(Rows from a pointing dataset)
►
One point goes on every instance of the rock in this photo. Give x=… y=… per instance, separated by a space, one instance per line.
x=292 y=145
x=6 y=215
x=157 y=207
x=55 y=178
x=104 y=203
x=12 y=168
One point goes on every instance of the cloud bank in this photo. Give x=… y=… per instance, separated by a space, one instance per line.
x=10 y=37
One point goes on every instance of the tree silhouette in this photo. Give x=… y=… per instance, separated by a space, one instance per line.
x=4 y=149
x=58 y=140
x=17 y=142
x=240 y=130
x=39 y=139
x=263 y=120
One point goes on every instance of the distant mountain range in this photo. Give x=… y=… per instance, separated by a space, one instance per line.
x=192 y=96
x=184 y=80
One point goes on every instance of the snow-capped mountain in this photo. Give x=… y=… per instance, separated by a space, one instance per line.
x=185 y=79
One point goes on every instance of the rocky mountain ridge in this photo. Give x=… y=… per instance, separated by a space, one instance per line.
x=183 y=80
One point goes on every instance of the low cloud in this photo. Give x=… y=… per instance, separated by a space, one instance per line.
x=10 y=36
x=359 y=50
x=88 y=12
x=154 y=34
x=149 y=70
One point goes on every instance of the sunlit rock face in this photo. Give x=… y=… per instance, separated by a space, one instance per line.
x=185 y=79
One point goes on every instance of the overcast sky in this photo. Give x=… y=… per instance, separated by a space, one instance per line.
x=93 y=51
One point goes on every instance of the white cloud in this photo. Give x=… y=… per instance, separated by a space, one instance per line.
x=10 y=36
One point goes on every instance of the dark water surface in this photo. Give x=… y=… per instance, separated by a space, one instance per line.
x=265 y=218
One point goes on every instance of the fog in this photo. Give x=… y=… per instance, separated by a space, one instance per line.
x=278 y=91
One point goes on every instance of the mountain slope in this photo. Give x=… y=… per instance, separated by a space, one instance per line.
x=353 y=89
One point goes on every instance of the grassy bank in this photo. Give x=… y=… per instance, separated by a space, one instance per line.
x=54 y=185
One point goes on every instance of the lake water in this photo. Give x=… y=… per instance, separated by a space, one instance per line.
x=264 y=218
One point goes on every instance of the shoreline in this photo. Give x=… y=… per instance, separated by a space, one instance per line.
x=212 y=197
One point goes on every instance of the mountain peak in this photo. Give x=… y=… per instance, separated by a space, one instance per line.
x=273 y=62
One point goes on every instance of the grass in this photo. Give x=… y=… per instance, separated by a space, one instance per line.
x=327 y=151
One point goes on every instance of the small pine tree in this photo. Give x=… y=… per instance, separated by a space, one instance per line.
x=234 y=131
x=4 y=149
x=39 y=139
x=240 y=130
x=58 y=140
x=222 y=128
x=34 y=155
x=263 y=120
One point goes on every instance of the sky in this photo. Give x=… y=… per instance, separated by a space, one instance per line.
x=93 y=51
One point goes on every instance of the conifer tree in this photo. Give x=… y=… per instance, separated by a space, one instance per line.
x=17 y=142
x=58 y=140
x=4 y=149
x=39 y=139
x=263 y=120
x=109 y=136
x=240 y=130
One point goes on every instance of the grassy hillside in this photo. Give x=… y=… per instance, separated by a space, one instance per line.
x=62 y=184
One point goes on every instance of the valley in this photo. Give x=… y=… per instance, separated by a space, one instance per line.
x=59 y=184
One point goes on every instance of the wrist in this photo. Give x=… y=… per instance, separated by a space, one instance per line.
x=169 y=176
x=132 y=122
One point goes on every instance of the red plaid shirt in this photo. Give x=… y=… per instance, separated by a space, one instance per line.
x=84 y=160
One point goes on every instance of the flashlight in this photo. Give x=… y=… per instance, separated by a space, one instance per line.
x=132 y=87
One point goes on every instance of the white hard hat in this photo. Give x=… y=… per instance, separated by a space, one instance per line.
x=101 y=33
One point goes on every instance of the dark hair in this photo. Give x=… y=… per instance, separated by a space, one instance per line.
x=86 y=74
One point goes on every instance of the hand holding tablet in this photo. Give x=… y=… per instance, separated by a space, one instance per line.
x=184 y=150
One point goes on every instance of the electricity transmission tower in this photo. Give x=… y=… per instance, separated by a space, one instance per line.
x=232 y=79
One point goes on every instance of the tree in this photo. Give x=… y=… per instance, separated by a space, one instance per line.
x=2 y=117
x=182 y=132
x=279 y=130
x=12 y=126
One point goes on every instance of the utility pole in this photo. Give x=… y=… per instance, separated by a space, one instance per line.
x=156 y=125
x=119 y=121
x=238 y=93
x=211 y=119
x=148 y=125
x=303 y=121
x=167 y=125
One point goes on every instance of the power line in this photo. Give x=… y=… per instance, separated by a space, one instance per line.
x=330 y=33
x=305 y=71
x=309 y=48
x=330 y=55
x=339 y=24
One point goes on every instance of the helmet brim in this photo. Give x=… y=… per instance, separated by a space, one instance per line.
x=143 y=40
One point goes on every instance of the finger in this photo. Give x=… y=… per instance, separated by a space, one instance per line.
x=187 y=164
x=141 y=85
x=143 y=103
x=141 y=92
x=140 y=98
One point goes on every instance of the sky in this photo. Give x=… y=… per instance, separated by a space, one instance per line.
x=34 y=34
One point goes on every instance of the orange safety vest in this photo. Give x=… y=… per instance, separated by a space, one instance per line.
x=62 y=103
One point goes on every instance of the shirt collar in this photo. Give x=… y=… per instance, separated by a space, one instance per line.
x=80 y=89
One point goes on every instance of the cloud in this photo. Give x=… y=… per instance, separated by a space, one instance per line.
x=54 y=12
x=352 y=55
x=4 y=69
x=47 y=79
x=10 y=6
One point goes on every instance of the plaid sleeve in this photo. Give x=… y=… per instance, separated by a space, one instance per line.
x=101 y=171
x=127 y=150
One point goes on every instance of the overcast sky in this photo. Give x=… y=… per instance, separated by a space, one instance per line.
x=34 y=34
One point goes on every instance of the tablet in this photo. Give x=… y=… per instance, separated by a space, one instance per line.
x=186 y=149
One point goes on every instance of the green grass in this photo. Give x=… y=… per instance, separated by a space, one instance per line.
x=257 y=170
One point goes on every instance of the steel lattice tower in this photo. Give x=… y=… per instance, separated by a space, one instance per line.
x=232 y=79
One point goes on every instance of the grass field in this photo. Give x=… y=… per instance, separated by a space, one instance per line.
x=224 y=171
◄
• Your goal:
Copy out the records starting at the line that contains "One point goes on every instance of the cloud in" and ending at the last line of the records, substituting "laptop" for "tablet" and changing nothing else.

• Complete output:
One point goes on every instance of the cloud in this photo. Give x=… y=… per instance, separated by a space, one instance per line.
x=54 y=12
x=352 y=55
x=4 y=69
x=47 y=79
x=10 y=6
One point goes on every instance of the plaid sleeve in this photo. Give x=… y=… per instance, separated by a space, one instance per line.
x=101 y=171
x=127 y=150
One point goes on every instance of the overcast sky in this photo. Give x=… y=… per instance, separated by a space, one instance per line.
x=34 y=34
One point goes on every instance of the laptop in this photo. Give x=… y=… per instance, separated by a space, one instance per line.
x=186 y=149
One point goes on every instance of the green grass in this photo. Give x=… y=… per instance, separated by a space, one instance per line.
x=257 y=170
One point goes on every instance of the steel lattice tower in this photo. Give x=… y=… per instance, separated by a space, one instance per line.
x=232 y=79
One point goes on every instance of the grass field in this photo. Give x=… y=… per instance, separated by a space, one instance per line.
x=224 y=171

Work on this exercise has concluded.